[SOURCE EXTRACT]
----------------------------------------
FIGS. 5A and 5B are cross-sectional, sequential views of an
embodiment of the bit saver assembly in a First WOB configuration
(some WOB).
FIG. 6 is partial cross-sectional view of the lower section of the
embodiment of bit saver assembly of FIGS. 5A and 5B.
FIG. 7 is a partial cross-sectional view of the upper section of
the embodiment of the bit saver assembly of FIGS. 5A and 5B.
FIGS. 8A and 8B are cross-sectional, sequential views of an
embodiment of the bit saver assembly in a Second WOB configuration
(crack-open).
FIG. 9 is partial cross-sectional view of the lower section of the
embodiment of bit saver assembly of FIGS. 8A and 8B.
FIG. 10 is a partial cross-sectional view of the upper section of
the embodiment of the bit saver assembly of FIGS. 8A and 8B.
FIGS. 11A and 11B are cross-sectional, sequential views of an
embodiment of the bit saver assembly in a Max WOB configuration
(latched-open).
FIG. 12 is partial cross-sectional view of the lower section of the
embodiment of bit saver assembly of FIGS. 11A and 11B.
FIG. 13 is a partial cross-sectional view of the upper section of
the embodiment of the bit saver assembly of FIGS. 11A and 11B.
FIG. 14 is schematic representation of a wellbore drilling
operation with the embodiment of the bit saver assembly of FIGS.
11A and 11B operatively connected to a drill string.
FIG. 15 is a chart of the Distance Traveled Formula.
FIG. 16 is a graphic chart plotting Valve Position against Applied
WOB and Average BHA Pressure for a simulated setting of the Bit
Saver.
----------------------------------------
[RECORDS]
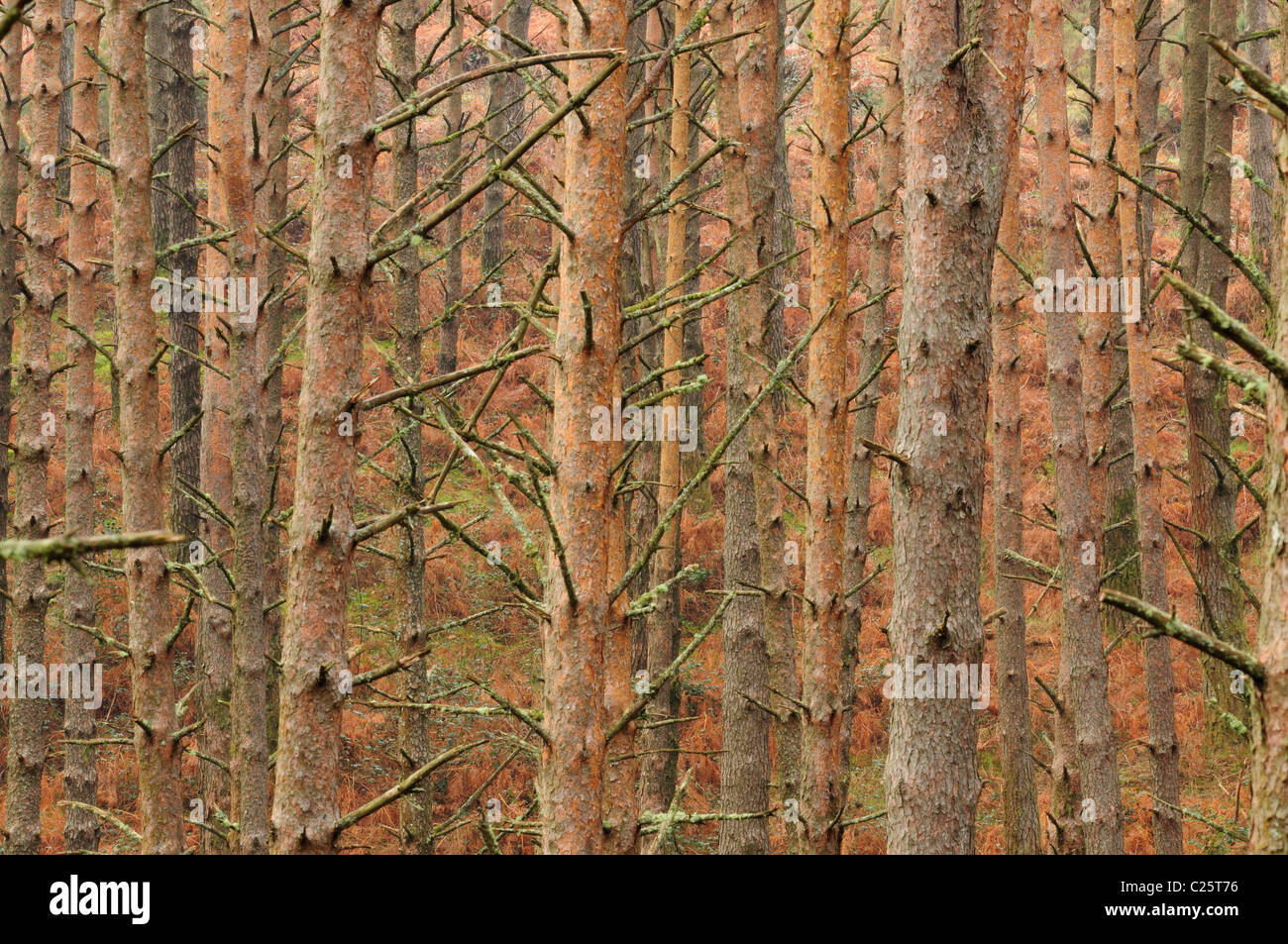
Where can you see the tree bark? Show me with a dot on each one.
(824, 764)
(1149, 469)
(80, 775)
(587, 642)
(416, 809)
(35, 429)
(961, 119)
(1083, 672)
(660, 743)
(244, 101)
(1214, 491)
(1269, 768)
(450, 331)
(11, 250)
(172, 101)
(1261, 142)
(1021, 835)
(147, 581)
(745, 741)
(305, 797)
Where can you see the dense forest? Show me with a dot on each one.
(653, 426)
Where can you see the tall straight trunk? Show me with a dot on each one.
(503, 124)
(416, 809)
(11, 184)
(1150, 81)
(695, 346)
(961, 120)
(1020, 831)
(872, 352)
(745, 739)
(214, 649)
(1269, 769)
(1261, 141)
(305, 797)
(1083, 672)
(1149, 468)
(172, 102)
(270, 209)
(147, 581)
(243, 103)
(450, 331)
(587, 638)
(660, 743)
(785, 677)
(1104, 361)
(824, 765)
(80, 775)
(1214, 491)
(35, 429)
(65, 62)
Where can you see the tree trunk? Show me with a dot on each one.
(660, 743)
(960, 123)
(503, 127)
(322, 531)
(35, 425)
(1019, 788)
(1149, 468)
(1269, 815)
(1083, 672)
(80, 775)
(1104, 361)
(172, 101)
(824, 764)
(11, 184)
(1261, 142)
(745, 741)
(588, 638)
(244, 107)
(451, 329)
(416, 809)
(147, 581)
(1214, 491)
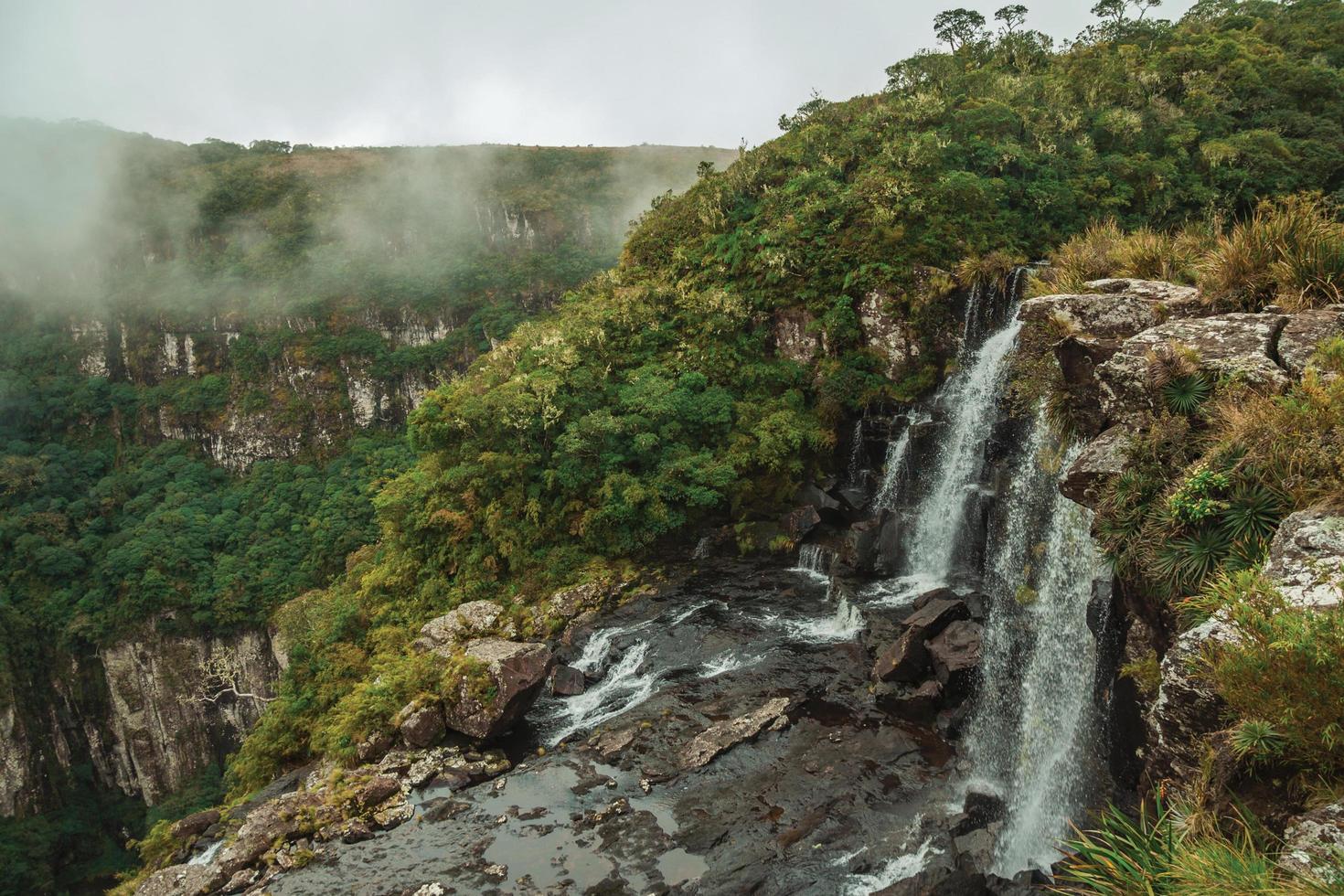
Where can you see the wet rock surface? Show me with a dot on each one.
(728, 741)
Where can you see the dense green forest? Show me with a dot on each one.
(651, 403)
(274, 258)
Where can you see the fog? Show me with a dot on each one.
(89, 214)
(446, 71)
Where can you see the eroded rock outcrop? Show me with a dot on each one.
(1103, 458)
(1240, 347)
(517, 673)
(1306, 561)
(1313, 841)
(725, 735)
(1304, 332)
----------------------------------------
[EXERCISE REQUIREMENTS] Please copy out the full list of bit saver assembly figure descriptions above, word for word.

[RESULT OF THE EXERCISE]
FIGS. 5A and 5B are cross-sectional, sequential views of an
embodiment of the bit saver assembly in a First WOB configuration
(some WOB).
FIG. 6 is partial cross-sectional view of the lower section of the
embodiment of bit saver assembly of FIGS. 5A and 5B.
FIG. 7 is a partial cross-sectional view of the upper section of
the embodiment of the bit saver assembly of FIGS. 5A and 5B.
FIGS. 8A and 8B are cross-sectional, sequential views of an
embodiment of the bit saver assembly in a Second WOB configuration
(crack-open).
FIG. 9 is partial cross-sectional view of the lower section of the
embodiment of bit saver assembly of FIGS. 8A and 8B.
FIG. 10 is a partial cross-sectional view of the upper section of
the embodiment of the bit saver assembly of FIGS. 8A and 8B.
FIGS. 11A and 11B are cross-sectional, sequential views of an
embodiment of the bit saver assembly in a Max WOB configuration
(latched-open).
FIG. 12 is partial cross-sectional view of the lower section of the
embodiment of bit saver assembly of FIGS. 11A and 11B.
FIG. 13 is a partial cross-sectional view of the upper section of
the embodiment of the bit saver assembly of FIGS. 11A and 11B.
FIG. 14 is schematic representation of a wellbore drilling
operation with the embodiment of the bit saver assembly of FIGS.
11A and 11B operatively connected to a drill string.
FIG. 15 is a chart of the Distance Traveled Formula.
FIG. 16 is a graphic chart plotting Valve Position against Applied
WOB and Average BHA Pressure for a simulated setting of the Bit
Saver.